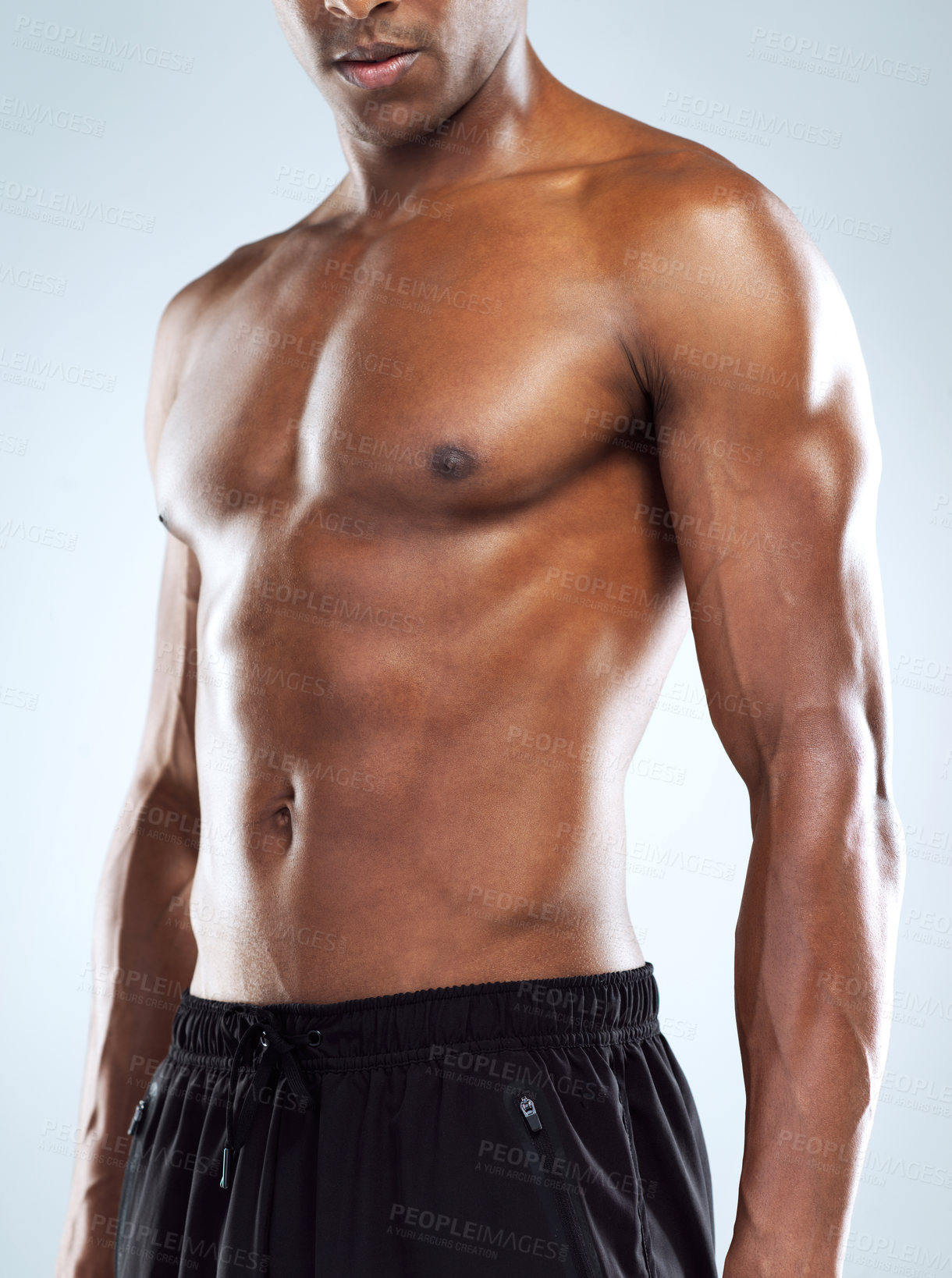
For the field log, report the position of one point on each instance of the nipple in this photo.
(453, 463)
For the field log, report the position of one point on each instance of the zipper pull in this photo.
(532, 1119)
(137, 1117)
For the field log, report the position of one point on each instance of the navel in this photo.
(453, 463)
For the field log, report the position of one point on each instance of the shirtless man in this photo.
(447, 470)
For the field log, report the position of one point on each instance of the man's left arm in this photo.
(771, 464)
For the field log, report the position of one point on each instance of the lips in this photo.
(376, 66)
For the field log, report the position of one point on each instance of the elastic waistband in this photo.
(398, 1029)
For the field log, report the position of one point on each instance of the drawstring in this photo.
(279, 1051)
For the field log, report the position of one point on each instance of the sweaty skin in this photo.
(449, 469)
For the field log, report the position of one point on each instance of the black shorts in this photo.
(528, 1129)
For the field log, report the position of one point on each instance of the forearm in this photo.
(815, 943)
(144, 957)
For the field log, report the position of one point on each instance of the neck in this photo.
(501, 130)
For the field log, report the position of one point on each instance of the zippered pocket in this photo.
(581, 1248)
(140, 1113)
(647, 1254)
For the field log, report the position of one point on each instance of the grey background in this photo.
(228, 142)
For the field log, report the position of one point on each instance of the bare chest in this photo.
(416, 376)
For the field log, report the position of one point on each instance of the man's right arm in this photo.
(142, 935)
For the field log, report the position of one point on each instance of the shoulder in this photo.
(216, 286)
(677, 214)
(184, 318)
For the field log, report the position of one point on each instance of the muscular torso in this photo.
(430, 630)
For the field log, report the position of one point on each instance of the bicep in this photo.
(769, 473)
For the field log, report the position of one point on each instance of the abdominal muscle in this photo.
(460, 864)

::::::::

- [Given exercise]: Set the entries down again exactly. Do not include the images.

- [Output of the task]:
For the field log, report the position of one point on each instance of the nipple in this photo.
(453, 463)
For the field log, report the position of one point on each instance of the zipper pull in this photo.
(532, 1119)
(137, 1117)
For the field log, report the position of one point on each instance of the navel in this photo.
(453, 463)
For the field log, report the position of one point on each instance of the shirtless man in this photo.
(447, 470)
For the field log, report the position of one point on each instance of the man's left arm in this photo.
(771, 464)
For the field log, report the position of one point on each instance of the lips in this photo.
(376, 66)
For the field log, report the position of one point on each instance of the elastic waistband in this photo.
(398, 1029)
For the field log, report the position of one point on each instance of the drawstring in this photo.
(279, 1051)
For the field log, report the position of one point on each instance of the sweaty skin in this photo.
(449, 469)
For the field log, report the position of one point on each instance of the black shorts in this photo.
(528, 1129)
For the field log, report the position of one point on each instance of the forearm in this photo.
(815, 943)
(144, 957)
For the field log, report the position of one point on each instance of the neck in this photo.
(501, 130)
For the field log, report the position of one point on each instance of the zippered pocket in this photo.
(581, 1248)
(140, 1113)
(647, 1254)
For the field log, report the position of one point on each instance of the grey background in this photo.
(228, 142)
For the field log, report the position of one point on each instance of the bare chest in this photo.
(416, 376)
For the field log, report the position of one point on each instance of the man's right arm in this photo.
(142, 935)
For the field log, report the position of one point on each instance of the shoulder in this photo.
(216, 286)
(677, 214)
(184, 318)
For the field log, report the position of one point on each instance of the muscular torso in this photo.
(430, 630)
For the field log, report the position of one point on each instance of the bicep in this photo.
(769, 473)
For the field log, report the position of one point on each instance of the abdominal muscle in this photo.
(460, 864)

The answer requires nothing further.